▶ [AIM OF THE TASK] Give again, exactly as they appear, only the lines from the one containing "[spot] the white dress" through the last line of the material below.
******
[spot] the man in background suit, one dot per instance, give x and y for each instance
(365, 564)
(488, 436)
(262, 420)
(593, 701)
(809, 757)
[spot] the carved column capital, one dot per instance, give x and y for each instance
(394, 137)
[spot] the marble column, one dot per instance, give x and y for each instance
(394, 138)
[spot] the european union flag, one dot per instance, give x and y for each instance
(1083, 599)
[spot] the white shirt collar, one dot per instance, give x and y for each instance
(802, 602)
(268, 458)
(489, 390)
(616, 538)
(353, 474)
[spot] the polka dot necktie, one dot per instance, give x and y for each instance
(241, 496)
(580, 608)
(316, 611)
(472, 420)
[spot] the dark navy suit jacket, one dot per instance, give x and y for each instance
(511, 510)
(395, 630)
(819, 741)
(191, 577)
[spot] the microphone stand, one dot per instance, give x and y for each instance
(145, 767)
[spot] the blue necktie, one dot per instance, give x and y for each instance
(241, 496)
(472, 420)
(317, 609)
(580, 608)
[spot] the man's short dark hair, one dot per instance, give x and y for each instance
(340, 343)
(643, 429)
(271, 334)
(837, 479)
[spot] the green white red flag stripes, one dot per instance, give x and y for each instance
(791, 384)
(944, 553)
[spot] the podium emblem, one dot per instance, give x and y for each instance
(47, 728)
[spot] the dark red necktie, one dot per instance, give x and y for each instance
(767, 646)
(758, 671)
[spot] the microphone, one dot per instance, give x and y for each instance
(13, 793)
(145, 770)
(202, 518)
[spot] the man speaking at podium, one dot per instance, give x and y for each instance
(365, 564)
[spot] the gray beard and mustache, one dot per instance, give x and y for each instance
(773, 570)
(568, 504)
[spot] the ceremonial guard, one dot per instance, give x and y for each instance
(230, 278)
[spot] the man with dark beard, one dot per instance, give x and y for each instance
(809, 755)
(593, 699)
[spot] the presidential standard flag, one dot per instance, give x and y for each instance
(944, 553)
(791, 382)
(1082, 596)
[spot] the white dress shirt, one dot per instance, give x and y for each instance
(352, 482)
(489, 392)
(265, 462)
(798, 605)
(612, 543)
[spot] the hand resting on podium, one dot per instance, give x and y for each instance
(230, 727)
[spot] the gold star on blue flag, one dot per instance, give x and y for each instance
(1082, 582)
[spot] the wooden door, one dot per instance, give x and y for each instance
******
▶ [EXERCISE RESPONSE]
[spot] the white dress shirt, one dot per instance, give x and y for each instance
(352, 482)
(489, 392)
(265, 462)
(798, 605)
(612, 543)
[spot] the hand resting on podium, one dot per instance, give x and y for each instance
(230, 727)
[spot] the gold star on blue flag, one dot per instance, give x and y for each instance
(1082, 582)
[spot] the wooden door, one dot per instance, give x and y for each instance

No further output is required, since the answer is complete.